(Point-per-instance localization data)
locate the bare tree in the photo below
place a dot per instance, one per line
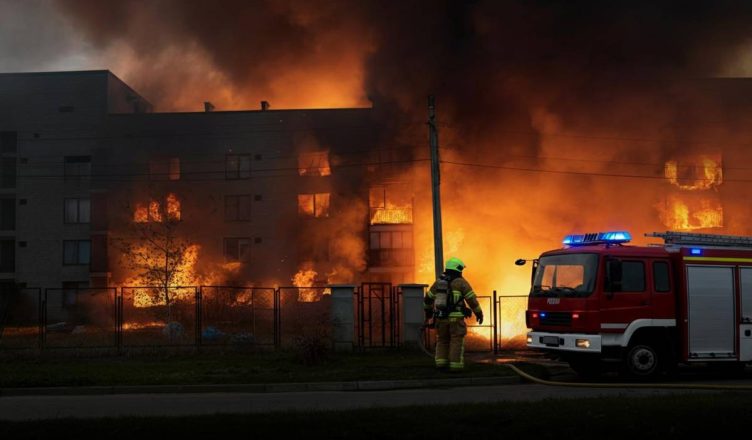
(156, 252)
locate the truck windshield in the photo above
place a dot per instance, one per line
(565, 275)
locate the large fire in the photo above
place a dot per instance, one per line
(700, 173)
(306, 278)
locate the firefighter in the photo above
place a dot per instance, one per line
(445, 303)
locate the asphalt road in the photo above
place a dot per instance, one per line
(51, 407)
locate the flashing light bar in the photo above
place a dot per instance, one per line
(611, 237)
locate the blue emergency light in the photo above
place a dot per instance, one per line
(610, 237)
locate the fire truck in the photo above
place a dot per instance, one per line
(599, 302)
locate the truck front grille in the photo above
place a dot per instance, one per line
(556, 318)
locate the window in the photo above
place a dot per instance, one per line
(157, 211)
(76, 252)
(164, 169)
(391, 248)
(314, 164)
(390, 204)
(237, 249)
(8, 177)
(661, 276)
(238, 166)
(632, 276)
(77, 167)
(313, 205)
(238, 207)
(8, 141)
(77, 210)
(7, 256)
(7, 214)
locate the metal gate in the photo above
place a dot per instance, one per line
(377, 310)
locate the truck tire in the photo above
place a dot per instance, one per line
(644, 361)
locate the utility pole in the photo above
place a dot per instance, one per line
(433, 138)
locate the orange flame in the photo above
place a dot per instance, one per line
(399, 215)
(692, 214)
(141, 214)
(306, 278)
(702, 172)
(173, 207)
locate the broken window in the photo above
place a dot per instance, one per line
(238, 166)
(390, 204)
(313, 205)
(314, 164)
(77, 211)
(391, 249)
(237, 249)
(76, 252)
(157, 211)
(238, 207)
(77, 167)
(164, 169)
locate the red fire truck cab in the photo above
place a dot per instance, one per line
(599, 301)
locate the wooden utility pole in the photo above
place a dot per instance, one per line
---
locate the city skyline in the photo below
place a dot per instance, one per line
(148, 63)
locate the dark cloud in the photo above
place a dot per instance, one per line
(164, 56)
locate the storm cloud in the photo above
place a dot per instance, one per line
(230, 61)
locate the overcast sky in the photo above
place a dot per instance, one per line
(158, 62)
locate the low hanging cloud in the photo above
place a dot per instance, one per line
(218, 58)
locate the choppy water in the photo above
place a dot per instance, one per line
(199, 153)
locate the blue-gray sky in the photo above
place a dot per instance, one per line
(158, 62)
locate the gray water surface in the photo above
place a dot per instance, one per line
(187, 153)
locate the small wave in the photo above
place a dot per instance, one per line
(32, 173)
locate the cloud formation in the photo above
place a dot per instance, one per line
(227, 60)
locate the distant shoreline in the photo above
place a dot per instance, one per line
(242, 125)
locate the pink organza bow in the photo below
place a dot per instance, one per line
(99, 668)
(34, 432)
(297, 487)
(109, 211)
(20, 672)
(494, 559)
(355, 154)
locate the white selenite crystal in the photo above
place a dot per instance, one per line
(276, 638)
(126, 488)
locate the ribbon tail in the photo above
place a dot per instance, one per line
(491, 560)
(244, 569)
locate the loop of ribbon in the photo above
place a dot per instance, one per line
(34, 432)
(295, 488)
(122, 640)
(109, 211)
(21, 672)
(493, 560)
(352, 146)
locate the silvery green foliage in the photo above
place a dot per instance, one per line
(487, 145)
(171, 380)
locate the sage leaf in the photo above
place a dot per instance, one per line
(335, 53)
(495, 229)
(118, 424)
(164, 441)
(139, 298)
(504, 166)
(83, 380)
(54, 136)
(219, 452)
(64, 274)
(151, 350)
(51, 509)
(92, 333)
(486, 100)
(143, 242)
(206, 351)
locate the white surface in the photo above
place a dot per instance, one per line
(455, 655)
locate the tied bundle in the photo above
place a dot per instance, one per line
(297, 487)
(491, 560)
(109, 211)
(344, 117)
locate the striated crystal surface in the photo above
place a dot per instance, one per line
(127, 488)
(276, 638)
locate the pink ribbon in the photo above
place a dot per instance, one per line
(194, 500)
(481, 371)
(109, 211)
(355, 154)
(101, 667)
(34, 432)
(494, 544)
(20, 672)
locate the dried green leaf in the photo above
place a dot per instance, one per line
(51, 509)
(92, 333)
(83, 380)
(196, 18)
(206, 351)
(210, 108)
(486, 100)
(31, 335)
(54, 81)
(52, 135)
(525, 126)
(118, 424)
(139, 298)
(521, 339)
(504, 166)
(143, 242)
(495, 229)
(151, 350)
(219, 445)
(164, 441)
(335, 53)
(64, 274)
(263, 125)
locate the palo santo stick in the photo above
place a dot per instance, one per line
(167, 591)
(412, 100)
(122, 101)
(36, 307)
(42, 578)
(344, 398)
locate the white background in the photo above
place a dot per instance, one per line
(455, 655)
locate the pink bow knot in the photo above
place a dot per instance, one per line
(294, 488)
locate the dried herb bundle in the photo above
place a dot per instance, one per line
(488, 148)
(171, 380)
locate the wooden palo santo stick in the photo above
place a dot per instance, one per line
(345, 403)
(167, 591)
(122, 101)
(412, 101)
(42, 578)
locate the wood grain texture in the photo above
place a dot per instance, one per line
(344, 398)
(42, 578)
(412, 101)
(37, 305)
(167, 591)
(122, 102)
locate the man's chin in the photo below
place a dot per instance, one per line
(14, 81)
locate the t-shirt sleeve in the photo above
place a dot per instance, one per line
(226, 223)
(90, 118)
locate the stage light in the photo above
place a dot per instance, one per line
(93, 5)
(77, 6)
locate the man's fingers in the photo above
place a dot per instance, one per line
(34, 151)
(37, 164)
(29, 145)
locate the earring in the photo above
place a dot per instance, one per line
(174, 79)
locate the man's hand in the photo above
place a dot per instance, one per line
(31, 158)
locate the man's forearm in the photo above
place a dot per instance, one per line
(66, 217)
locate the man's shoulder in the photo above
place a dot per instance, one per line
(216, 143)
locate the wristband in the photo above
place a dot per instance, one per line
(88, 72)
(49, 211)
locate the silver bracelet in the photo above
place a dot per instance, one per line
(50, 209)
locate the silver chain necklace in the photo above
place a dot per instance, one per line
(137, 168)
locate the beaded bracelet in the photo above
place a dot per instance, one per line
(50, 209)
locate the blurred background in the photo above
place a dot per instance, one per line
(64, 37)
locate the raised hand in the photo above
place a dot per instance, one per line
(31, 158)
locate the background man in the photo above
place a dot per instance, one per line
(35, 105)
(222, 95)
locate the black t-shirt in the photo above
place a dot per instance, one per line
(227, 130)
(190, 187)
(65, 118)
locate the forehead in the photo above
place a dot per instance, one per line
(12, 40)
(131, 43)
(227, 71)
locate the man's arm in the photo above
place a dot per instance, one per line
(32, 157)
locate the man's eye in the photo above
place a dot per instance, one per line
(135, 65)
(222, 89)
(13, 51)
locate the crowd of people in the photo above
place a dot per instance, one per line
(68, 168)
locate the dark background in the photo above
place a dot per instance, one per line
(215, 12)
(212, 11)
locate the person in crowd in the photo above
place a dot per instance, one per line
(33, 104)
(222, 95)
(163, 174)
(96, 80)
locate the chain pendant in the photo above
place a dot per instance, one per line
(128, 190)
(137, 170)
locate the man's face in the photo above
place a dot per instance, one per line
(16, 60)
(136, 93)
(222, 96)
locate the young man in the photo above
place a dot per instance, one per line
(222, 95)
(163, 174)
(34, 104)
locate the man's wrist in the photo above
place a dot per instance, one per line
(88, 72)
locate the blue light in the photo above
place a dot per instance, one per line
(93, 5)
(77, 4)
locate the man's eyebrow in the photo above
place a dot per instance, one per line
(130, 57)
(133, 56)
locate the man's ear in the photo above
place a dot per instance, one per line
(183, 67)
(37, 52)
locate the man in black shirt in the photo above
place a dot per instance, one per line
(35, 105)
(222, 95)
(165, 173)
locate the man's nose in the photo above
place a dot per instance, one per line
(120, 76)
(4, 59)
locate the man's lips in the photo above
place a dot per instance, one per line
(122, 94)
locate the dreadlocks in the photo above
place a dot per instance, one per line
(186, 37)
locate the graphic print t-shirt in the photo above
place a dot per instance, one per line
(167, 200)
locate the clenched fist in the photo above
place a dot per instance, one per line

How to complete this task - Each line of the entries above that includes the string "blue" should be copied out.

Output of the exercise -
locate the blue emergency light in the photo above
locate the blue-gray sky in the photo above
locate the blue light in the photo above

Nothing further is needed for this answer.